Reproduce, word for word, the lines of the records from the line containing "point: blue sky" through the last line of the records, including both of those lines.

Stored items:
>> Begin
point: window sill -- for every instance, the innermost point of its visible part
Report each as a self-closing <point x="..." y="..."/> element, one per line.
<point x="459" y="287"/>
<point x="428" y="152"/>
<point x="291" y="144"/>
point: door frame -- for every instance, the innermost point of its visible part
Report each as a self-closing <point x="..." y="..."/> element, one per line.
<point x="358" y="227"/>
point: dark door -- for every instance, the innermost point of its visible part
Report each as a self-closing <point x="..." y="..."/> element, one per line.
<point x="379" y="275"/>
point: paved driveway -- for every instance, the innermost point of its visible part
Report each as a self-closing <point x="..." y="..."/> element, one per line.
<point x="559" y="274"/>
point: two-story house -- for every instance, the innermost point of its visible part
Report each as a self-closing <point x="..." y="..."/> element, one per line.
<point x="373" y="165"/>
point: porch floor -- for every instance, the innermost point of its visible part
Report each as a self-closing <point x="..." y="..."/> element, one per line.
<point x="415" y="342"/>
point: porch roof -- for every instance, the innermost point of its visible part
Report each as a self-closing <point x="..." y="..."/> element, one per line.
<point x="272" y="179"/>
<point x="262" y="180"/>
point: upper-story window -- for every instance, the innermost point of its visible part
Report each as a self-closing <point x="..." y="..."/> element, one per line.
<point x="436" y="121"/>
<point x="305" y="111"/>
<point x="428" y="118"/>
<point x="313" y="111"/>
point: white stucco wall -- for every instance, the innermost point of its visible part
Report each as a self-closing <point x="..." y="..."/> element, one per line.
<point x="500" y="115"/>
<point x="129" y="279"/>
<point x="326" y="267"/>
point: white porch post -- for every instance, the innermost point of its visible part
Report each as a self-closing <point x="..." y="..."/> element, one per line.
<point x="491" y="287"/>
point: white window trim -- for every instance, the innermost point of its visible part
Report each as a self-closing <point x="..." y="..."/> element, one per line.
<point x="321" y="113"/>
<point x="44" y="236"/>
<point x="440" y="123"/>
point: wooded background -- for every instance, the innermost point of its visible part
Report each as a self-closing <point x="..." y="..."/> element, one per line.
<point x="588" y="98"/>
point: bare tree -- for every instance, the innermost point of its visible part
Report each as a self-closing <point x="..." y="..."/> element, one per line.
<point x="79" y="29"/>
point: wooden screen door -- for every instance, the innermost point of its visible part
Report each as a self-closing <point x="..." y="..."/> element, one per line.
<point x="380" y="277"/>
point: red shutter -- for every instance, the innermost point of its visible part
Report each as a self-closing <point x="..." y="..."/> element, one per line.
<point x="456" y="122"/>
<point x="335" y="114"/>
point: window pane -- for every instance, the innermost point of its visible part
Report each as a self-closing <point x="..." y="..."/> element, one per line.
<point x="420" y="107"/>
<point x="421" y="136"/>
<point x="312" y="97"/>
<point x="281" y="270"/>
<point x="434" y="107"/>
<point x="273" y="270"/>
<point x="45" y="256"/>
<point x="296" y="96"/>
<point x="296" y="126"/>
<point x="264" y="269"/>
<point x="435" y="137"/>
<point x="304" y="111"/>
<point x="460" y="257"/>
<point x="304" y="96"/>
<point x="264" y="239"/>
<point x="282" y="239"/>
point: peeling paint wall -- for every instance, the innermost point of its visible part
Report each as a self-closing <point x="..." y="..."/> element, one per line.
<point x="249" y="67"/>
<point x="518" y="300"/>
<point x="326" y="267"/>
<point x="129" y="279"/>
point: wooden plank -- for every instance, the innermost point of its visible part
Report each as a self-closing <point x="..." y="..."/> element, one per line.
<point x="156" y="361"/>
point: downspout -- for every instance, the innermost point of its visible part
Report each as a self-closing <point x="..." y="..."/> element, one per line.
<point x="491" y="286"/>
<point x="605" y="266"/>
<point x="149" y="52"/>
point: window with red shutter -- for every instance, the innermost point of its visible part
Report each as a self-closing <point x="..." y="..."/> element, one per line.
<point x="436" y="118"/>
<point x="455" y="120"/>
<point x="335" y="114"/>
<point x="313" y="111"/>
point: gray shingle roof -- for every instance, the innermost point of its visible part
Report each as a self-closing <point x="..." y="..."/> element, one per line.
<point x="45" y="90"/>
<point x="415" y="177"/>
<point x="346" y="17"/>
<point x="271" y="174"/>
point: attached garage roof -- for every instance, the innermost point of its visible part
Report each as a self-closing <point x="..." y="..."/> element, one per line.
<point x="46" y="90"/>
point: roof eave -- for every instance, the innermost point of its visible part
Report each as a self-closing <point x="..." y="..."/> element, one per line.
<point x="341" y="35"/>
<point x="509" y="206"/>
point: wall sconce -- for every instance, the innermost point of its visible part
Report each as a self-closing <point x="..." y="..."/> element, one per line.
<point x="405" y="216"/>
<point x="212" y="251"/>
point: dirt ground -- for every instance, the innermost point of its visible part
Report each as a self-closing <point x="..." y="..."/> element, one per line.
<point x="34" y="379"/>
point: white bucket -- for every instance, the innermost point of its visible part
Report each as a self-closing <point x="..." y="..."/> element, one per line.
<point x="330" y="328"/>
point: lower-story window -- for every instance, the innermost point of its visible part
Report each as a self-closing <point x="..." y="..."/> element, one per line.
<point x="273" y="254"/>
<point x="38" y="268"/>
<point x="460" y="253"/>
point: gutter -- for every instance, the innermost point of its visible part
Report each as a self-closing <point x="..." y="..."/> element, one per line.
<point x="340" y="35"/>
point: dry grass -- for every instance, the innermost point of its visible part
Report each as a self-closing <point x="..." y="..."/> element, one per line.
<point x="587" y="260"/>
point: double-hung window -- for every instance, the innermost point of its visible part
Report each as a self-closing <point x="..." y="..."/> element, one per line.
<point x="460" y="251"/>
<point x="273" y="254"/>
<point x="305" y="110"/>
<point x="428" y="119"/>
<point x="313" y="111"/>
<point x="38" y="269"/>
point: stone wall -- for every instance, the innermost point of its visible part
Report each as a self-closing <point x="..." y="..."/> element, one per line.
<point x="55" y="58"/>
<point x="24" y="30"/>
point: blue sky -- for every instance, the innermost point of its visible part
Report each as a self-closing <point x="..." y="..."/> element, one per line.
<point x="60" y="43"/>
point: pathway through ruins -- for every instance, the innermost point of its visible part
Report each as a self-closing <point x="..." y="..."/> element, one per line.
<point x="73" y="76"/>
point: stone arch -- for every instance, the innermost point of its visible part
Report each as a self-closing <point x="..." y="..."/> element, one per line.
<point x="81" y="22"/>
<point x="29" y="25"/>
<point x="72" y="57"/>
>> End
▸ **Full output**:
point: blue sky -- for every instance, the innermost point of its visible part
Report each as a self-closing <point x="..." y="..."/> element, one per line.
<point x="60" y="43"/>
point: pathway through ruins -- for every instance, the innermost point of its visible part
Report each as a self-closing <point x="..." y="..."/> element, one per line.
<point x="73" y="76"/>
point: stone arch -- for every instance, the innermost point of its visible part
Report each as a self-closing <point x="..." y="..."/> element, one per line.
<point x="81" y="22"/>
<point x="29" y="25"/>
<point x="72" y="57"/>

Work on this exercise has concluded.